--- Text shown Enclosed Below ---

And finally, add 500 microliters of serum-free RPMI containing no chemokine to the last 1/3 of the wells. Label the lid on the plate clearly with the name of the appropriate transmigration media placed in the bottom wells. Then, place the Transwell inserts back into the wells containing the various treatments.
Gently add 100 microliters of CD4 T cells or ILC2 to the top well of each insert, making sure not to mix or pipette the cell suspension up and down in the Transwells. Label the lid on the plate clearly with the cell type placed in each well, and write the date and time of day that the cells were added. Repeat this process starting from removing the Transwell inserts from the plate until all the cells have been placed in Transwell inserts with media.
Once the cells of interest are isolated, the most important steps are to keep track of the chemokines and cell types that are placed in particular wells, to gently add cells to the top chambers, and lastly to avoid unnecessary contact with the transmigration plate during the 48-hour incubation. Gently place the plate in a 37-degree Celsius incubator with 5%carbon dioxide, and incubate for 48 hours, making sure to minimize contact with the plate over the incubation period. After gently removing the plate from the incubator, remove all the Transwell inserts from the middle rows into the empty wells just above or below.
Collect the cells from the top and bottom wells of the Transwell inserts into tubes labeled with top or bottom with CCL17, CCL22, or media, with the cell type, and with the replicate number. Rinse the bottom wells with 500 microliters of 1x PBS, collect it into the corresponding tubes, and do the same for the top wells. Centrifuge the tubes at 378 times g at room temperature for five minutes.

--- End of Enclosed Text shown ---
--- Excerpted records Enclosed Below ---

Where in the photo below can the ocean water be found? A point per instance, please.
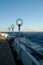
(35, 37)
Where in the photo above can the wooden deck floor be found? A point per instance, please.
(6, 57)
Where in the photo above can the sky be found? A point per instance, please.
(30, 11)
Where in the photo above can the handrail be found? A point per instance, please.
(34, 52)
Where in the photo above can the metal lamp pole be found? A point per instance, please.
(9, 29)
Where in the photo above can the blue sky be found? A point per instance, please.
(31, 11)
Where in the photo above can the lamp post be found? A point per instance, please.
(12, 26)
(19, 22)
(9, 29)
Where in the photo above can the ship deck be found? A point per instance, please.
(6, 57)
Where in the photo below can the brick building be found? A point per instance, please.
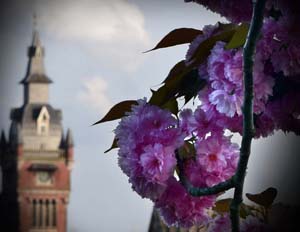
(36, 159)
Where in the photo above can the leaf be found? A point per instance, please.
(223, 206)
(117, 111)
(239, 37)
(191, 85)
(187, 151)
(178, 69)
(172, 106)
(203, 50)
(265, 198)
(177, 37)
(113, 145)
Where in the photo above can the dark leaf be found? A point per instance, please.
(172, 106)
(187, 151)
(176, 37)
(223, 205)
(239, 37)
(117, 111)
(178, 69)
(265, 198)
(203, 50)
(113, 145)
(191, 85)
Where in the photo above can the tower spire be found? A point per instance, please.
(35, 81)
(35, 69)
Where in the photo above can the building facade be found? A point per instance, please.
(36, 159)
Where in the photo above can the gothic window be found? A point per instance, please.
(43, 214)
(43, 121)
(44, 178)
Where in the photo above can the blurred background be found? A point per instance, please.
(94, 55)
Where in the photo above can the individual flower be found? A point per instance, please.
(158, 163)
(178, 208)
(216, 161)
(226, 81)
(217, 157)
(147, 138)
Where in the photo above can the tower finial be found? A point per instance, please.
(34, 21)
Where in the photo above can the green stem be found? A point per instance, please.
(248, 126)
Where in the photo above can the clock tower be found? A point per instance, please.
(37, 158)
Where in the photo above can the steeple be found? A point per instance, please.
(69, 139)
(2, 140)
(36, 81)
(35, 69)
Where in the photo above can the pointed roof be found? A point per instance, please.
(69, 139)
(35, 69)
(62, 140)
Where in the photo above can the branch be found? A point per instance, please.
(248, 126)
(198, 192)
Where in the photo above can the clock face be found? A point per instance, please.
(44, 177)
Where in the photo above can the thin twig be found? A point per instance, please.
(248, 126)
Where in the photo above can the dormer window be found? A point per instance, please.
(43, 121)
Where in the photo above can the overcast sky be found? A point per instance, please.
(94, 56)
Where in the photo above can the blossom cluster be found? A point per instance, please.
(149, 137)
(276, 77)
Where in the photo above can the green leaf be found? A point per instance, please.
(223, 206)
(239, 37)
(117, 111)
(113, 145)
(265, 198)
(177, 37)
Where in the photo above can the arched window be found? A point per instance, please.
(34, 213)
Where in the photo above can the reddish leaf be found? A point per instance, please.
(176, 37)
(264, 198)
(117, 111)
(178, 69)
(113, 145)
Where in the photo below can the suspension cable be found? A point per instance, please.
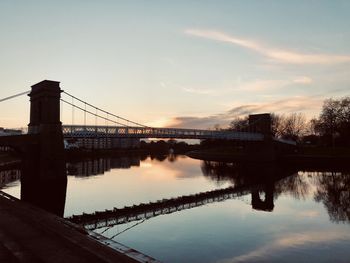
(94, 114)
(14, 96)
(136, 123)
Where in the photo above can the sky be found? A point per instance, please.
(192, 64)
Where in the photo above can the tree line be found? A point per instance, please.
(331, 128)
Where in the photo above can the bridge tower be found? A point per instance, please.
(45, 122)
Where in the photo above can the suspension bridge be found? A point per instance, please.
(115, 125)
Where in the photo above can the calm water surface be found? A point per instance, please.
(293, 216)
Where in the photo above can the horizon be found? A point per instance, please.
(183, 64)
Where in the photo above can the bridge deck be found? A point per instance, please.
(80, 131)
(29, 234)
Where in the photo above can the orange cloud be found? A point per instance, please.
(276, 54)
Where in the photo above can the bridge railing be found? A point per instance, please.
(86, 131)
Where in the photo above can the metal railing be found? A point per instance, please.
(85, 131)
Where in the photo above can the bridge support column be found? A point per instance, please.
(45, 121)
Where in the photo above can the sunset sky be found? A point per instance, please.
(177, 63)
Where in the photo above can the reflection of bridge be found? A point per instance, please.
(44, 141)
(99, 166)
(124, 215)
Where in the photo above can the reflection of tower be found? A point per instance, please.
(266, 204)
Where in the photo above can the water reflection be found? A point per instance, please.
(44, 184)
(204, 216)
(267, 182)
(333, 190)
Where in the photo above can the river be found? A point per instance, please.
(283, 214)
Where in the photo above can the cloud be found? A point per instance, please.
(199, 91)
(295, 104)
(303, 80)
(275, 54)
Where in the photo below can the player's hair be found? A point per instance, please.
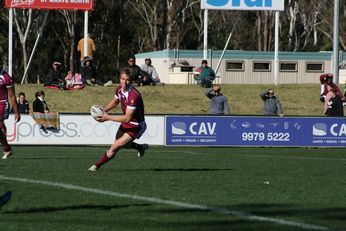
(21, 94)
(128, 72)
(38, 93)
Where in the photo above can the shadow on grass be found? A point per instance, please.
(328, 218)
(189, 169)
(179, 170)
(74, 207)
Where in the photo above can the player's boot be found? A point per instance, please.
(141, 151)
(5, 198)
(93, 168)
(7, 155)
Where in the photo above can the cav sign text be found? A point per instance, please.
(276, 5)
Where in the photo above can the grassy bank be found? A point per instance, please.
(297, 99)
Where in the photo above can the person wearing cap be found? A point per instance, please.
(272, 105)
(89, 73)
(138, 75)
(327, 79)
(150, 69)
(55, 75)
(205, 75)
(7, 93)
(91, 48)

--- End of Enclosed Excerpted records ---

## [Brief A]
According to the Transwell migration protocol, why should the lid of the plate be labeled with the transmigration media in the bottom wells and the cell type in each well? Answer in one to three sentences.
## [Brief B]
Write the next part of the Transwell migration protocol, starting after its final sentence.

## [Exercise result A]
The protocol states that keeping track of the chemokines and cell types placed in particular wells is one of the most important steps once the cells of interest are isolated. Labeling the lid with the media and the cell type records which treatment and cells each well holds.

## [Exercise result B]
Use a pipette to gently remove all of the supernatant, and then resuspend T cell and ILC2 pellets with 50 microliters of 1x PBS. After removing 10 microliters of the cell suspension, add 90 microliters of 0.4%trypan blue. Count the cells on the automated cell counter.
And for each sample, record percentage of viability and cell count per milliliter, and determine the total number of cells per treatment in the top and the bottom chamber. When CCR4 expression was assessed on both CD4-positive T cells and ILC2 by flow cytometry, there were no differences between male and female hosts. However, the expression of CCR4 on a per-cell basis on ILC2 was higher in comparison to CD4-positive T cells.
When the bottom chamber of the Transwell apparatus was filled with untreated cell culture media, media containing CCL22, or media containing CCL17, less than 14%of the cells migrated in media control conditions. In response to CCL22, both cell types, regardless of whether they were from male or female hosts, responded to CCL22. Also, CCL22 induced greater migration than CCL17 in male ILC2.
On the other hand, CCL17 induced significant migration of the female CD4 T cells and ILC2 compared to media alone. CCL17 treatment was not different than media for male CD4-positive T cells or male ILC2. Under suboptimal conditions, when the plate with CD4 cells remained at room temperature for the first 24 hours and then moved into the incubator, there was no migration toward CCL22 and CCL17.
Furthermore, the viability of the cells was notably low for the cells in the bottom chamber, showing the importance of using the correct temperatures and conditions described in this protocol to achieve optimal results. Once the transmigration procedure is completed, one should see significant migration to the chemokine of interest in comparison to the media control wells. If there is not significant migration seen, one can assume that the procedure did not work properly or that the lymphocytes are not responsive to the chemokine in question.
This technique can be used broadly to understand lymphocyte migration when those lymphocytes have undergone a broad range of in vivo treatments.